- **TASK REQUIREMENTS**
Write out the stretch of the bike ride account from "Meanwhile, we were" through "from the back.".

From the park, we made our way through Woodburn and towards Dalkeith High School campus following cycle route 1. After the school, we noticed signs saying cycle route closed ahead. That started me thinking of alternative routes, none of which were all that obvious, although Stewart had brought a map with him, which would have come in handy. As it turned out, there was work being carried out on electricity pylons, just after the point where the path runs underneath the A68. We didn’t have long to ponder the situation before a man emerged from a van and waved us through. So we manouvered our bikes and ourselves under / over / around the barricades and thanked the chap for allowing us to keep to our original route.

That route, still amazingly going 100% according to plan, took us to the Crossgatehall junction and from there to the start of the railway path that goes to Ormiston and Pencaitland. For our purposes, we only needed follow it for a couple of miles, before taking a small path leading off to the right down a dip and across a small wooden bridge before climbing again on the other side. Colette stood and took photos of us crossing the bridge one-by-one, but there were no dramatic spills to be captured.

At the end of the narrow track, we came back onto tarmac, well I’m sure there was tarmac somewhere beneath all the loose gravel. We had effectively bypassed Cousland and were on quiet roads surrounding the village. So it was surprising that we saw so many cars, until we realised it was the afternoon school run time. At least one of the drivers clearly wasn’t very cyclist tolerant, and appeared to be fuming at having to slow down to pass us safely. It really was quite a surprising reaction, but then again, she might just have been having a bad day.

Meanwhile, we were having a lovely day, gently making our way towards Pathhead. Perhaps the pace was a tad too gentle – Colette and I found ourselves at the front and shouts of “speed up” were heard from the back.

It was like a different world once we reached Pathhead. The A68 was just so busy and the cars behind us were impatient to turn into the stream of traffic. We needed to do that too, but only for a short distance, as we were taking a left turn for Crichton at the bottom of the village. Finally, we got our chance to jump into the river and pulled over at the opposite bank just a bit further downstream. Away from the roar of the traffic, the pace was once again dialed back to “enjoy”.

- **DATA SUPPLIED**

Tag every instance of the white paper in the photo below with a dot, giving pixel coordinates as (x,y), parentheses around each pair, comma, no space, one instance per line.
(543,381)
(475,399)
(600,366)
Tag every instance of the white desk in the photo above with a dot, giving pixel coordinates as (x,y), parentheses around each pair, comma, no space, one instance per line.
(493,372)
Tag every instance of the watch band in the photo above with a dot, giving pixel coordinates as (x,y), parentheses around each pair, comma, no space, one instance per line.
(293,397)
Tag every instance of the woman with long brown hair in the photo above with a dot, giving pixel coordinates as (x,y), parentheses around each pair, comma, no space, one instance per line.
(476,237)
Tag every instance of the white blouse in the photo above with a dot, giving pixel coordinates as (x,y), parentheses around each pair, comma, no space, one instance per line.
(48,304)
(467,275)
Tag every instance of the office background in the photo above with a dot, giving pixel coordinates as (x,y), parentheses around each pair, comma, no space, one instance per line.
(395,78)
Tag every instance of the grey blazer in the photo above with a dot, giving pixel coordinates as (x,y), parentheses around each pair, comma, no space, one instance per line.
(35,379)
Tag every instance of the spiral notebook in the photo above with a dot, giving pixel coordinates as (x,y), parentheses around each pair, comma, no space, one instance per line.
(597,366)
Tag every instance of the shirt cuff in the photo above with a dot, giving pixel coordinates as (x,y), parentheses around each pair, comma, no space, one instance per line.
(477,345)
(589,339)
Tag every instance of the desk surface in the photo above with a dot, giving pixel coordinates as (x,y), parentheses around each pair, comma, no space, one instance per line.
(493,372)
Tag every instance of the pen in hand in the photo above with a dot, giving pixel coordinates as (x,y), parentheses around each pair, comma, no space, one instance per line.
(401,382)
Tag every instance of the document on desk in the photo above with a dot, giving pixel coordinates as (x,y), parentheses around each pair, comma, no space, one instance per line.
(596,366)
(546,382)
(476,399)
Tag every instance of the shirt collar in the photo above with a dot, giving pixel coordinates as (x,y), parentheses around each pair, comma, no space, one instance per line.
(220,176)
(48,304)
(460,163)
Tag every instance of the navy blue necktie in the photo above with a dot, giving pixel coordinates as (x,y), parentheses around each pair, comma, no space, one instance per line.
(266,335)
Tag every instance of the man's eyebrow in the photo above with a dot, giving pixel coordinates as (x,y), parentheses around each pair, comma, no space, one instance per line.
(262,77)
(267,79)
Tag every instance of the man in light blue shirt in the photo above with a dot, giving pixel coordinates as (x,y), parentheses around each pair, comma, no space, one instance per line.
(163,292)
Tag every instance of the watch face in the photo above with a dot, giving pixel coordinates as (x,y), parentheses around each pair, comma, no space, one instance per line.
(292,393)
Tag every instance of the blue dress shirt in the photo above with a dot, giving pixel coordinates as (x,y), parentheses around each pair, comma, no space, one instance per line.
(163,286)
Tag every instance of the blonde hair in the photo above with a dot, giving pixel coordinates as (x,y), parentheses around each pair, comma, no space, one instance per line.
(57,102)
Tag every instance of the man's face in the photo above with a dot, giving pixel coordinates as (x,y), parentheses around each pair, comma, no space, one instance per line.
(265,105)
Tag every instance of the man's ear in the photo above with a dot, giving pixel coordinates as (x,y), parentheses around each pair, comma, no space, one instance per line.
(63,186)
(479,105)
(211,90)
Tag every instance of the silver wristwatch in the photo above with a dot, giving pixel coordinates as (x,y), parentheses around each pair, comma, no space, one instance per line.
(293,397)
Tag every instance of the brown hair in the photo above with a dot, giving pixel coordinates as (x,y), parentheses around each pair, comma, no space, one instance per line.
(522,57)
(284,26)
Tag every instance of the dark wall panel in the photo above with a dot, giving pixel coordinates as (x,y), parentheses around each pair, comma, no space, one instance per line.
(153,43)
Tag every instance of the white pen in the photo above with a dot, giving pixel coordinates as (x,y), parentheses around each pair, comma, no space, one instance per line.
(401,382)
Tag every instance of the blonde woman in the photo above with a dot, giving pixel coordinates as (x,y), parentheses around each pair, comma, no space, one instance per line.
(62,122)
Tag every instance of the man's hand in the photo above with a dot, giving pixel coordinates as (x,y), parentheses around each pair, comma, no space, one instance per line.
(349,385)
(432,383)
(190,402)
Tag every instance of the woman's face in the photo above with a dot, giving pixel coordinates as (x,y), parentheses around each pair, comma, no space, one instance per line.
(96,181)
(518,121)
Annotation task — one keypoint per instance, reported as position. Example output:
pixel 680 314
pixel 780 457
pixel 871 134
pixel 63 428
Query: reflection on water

- **SOLVED EXERCISE**
Meanwhile, we were having a lovely day, gently making our way towards Pathhead. Perhaps the pace was a tad too gentle – Colette and I found ourselves at the front and shouts of “speed up” were heard from the back.